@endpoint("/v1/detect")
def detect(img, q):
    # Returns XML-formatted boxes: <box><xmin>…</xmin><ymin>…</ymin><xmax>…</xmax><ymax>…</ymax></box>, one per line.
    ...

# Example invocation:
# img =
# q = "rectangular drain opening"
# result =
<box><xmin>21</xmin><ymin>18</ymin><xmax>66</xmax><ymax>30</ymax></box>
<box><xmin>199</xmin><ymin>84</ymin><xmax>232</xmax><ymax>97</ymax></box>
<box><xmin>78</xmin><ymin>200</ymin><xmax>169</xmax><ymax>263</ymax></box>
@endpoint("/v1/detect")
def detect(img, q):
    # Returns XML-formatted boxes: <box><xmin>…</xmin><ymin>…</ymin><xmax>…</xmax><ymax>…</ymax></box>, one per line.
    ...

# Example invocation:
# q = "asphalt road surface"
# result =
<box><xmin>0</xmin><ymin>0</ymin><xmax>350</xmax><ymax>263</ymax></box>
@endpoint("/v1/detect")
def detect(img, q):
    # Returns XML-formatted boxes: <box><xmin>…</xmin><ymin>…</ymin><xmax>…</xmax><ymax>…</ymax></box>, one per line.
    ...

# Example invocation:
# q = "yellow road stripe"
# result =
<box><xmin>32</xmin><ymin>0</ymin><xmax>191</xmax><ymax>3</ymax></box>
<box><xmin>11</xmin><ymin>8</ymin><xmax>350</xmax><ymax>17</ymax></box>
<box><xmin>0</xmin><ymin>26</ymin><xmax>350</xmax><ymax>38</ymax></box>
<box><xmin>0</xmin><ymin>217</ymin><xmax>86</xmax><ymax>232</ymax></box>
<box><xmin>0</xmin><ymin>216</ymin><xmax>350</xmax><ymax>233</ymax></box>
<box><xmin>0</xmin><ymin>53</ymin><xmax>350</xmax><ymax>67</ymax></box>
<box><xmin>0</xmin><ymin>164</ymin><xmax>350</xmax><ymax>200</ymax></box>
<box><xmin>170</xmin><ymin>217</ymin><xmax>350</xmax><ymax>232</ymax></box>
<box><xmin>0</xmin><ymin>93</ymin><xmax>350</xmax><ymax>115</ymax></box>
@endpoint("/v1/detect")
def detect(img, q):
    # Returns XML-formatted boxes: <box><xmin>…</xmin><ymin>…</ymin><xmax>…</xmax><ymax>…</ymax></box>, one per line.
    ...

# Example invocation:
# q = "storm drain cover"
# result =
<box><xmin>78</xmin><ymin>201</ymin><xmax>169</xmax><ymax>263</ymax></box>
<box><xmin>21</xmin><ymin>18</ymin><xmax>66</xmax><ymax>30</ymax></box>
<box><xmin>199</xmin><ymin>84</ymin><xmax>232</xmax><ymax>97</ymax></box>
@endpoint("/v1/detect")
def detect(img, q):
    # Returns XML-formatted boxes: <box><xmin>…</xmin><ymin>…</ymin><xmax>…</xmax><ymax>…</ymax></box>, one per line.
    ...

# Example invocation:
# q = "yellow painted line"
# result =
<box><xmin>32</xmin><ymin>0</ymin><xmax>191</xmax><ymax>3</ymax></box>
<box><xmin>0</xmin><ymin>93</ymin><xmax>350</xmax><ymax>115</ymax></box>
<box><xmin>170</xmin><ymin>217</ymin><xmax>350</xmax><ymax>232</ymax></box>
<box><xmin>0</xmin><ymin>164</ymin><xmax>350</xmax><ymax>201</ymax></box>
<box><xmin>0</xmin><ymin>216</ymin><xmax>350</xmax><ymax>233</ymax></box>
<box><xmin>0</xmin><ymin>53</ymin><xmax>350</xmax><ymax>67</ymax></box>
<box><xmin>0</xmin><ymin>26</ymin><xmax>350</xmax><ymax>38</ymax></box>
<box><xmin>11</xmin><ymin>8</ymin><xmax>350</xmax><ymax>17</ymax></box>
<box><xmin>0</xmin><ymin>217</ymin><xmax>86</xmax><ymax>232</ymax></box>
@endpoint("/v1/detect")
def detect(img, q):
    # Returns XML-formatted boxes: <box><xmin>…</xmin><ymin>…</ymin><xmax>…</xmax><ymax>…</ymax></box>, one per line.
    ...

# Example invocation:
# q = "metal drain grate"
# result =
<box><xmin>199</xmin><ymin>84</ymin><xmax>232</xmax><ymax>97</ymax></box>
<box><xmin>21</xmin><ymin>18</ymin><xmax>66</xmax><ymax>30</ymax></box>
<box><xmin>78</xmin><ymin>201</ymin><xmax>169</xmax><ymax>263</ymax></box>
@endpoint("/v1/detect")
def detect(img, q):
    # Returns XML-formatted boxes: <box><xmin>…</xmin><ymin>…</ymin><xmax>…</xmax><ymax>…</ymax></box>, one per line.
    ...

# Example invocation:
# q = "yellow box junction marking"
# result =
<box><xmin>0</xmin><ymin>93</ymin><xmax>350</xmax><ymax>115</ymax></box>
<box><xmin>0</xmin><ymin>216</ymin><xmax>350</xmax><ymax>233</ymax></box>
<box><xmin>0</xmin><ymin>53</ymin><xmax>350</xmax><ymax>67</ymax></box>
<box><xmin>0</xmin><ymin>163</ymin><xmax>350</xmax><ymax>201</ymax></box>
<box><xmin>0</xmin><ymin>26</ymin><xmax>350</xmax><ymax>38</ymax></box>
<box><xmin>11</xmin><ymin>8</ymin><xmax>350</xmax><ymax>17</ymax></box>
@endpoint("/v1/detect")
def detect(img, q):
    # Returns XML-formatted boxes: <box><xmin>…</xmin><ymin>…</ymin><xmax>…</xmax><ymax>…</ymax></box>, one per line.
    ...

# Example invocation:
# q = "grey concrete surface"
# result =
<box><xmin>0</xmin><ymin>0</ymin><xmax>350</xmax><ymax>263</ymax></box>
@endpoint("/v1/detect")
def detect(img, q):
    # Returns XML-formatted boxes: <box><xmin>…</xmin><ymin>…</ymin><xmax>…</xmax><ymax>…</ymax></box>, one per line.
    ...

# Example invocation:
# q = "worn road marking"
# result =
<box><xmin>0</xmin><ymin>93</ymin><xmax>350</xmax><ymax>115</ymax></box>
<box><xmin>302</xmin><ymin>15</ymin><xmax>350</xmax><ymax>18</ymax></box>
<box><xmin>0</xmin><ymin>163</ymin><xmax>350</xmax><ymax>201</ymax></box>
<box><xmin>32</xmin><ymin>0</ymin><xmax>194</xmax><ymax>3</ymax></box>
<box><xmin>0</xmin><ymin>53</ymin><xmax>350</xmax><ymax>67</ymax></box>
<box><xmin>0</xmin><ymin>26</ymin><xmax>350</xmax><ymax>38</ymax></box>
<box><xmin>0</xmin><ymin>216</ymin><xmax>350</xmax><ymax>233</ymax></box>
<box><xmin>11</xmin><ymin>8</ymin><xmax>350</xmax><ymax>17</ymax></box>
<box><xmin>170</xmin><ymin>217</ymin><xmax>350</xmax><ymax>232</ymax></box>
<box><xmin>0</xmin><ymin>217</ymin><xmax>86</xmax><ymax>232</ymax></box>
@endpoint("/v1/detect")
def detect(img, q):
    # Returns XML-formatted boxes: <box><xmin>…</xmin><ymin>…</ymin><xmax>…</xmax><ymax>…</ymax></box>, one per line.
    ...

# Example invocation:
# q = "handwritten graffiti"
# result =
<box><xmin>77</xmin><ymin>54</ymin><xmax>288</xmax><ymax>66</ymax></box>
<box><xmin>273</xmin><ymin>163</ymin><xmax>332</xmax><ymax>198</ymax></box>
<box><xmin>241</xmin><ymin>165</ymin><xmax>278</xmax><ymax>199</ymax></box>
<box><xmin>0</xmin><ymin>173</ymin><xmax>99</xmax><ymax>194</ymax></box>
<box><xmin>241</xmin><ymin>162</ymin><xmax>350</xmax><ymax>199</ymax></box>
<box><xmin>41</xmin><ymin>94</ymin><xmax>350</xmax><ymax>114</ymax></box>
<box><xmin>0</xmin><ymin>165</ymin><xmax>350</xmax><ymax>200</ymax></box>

______________________________

Which lines of the material above contain the string "road", matching case exactly? Select each one and copy it out in full.

# q = "asphalt road surface"
# q = "yellow road stripe"
# q = "worn road marking"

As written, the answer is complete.